_Problem details_:
Every line from the one containing "of the eyebrow" through the end of the data is to be copied exactly, and nothing outside that range.

[Records from a dataset]
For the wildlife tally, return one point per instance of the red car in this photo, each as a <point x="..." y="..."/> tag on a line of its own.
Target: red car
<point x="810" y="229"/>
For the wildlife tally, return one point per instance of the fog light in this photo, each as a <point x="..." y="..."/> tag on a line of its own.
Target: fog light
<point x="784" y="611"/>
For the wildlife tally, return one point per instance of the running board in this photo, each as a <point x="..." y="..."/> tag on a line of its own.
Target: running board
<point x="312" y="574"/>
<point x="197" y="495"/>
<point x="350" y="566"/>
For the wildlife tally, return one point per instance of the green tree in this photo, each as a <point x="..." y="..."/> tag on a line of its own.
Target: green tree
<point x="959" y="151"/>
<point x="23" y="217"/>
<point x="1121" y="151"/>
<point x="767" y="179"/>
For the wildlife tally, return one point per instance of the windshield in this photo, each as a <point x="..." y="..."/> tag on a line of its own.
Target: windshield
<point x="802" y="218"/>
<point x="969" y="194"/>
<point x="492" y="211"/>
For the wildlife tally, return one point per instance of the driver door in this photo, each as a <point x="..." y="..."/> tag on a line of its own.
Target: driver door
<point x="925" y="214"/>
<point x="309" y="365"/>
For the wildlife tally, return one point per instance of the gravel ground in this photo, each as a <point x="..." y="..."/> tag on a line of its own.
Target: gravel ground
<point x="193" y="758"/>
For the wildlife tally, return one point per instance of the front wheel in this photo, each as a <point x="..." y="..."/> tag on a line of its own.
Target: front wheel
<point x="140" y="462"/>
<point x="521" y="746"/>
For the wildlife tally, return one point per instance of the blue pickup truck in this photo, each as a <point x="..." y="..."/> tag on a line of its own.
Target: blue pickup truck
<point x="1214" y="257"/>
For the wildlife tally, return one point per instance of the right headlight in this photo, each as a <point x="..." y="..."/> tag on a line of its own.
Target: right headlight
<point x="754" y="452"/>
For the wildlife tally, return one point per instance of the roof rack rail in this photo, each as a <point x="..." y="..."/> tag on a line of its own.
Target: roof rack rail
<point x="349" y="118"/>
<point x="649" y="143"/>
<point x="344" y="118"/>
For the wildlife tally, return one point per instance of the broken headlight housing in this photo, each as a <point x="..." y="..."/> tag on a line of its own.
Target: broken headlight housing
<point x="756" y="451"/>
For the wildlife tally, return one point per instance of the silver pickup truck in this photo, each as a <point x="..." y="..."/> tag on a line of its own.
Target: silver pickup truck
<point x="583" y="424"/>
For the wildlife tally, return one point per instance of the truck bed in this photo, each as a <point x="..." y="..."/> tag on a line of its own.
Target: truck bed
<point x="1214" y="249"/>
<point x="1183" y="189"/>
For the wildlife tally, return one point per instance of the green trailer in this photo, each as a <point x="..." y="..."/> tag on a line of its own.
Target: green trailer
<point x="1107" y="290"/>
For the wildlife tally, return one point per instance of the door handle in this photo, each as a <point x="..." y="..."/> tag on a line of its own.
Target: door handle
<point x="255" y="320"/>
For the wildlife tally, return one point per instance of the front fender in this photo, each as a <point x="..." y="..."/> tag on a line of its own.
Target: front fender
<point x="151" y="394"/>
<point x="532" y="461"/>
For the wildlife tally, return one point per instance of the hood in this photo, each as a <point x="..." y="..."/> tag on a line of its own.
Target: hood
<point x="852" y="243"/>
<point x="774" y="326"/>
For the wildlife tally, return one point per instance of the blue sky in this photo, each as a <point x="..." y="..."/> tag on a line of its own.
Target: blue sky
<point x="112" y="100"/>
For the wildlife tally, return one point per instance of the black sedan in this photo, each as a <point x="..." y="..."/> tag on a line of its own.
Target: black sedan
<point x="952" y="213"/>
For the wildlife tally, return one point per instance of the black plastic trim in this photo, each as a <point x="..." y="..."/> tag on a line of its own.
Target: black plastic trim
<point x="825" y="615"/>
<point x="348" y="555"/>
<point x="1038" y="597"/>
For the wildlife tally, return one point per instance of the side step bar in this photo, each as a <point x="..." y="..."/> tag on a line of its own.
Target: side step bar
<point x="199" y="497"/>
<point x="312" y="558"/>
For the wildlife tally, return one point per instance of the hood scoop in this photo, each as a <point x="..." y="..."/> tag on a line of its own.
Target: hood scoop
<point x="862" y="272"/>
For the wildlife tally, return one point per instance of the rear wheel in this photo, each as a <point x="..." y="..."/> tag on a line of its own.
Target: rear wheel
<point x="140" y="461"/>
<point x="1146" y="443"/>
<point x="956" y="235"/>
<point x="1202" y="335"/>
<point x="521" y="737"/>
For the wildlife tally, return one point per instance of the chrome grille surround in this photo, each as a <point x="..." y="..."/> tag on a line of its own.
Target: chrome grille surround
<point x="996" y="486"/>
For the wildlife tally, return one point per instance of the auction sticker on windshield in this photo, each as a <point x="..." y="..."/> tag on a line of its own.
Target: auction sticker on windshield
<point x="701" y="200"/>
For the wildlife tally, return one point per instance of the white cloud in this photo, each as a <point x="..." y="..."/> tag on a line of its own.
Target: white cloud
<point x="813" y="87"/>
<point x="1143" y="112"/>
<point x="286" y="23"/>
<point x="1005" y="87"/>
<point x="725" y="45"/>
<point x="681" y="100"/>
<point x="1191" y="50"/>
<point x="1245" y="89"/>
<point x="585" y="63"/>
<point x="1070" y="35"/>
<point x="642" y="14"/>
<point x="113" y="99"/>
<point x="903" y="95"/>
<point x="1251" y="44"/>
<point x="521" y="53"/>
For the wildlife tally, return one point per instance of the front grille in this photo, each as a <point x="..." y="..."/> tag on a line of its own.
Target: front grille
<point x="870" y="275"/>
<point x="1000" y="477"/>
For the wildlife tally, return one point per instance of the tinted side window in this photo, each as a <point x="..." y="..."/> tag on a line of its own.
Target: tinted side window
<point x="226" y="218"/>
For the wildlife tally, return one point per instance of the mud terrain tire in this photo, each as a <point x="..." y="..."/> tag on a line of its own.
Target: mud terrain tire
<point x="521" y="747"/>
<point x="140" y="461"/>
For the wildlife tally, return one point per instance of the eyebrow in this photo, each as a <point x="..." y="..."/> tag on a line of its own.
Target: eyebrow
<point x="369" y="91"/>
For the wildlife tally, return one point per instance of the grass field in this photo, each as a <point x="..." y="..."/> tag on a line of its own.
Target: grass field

_Final answer_:
For the wildlife tally, return one point per instance of the eyebrow in this photo, each as a <point x="..." y="..."/> tag on a line of its own.
Target: eyebrow
<point x="369" y="91"/>
For the wildlife tally, return one point per instance of the grass field in this photo, each as a <point x="..." y="..."/> tag on a line of its own.
Target: grass field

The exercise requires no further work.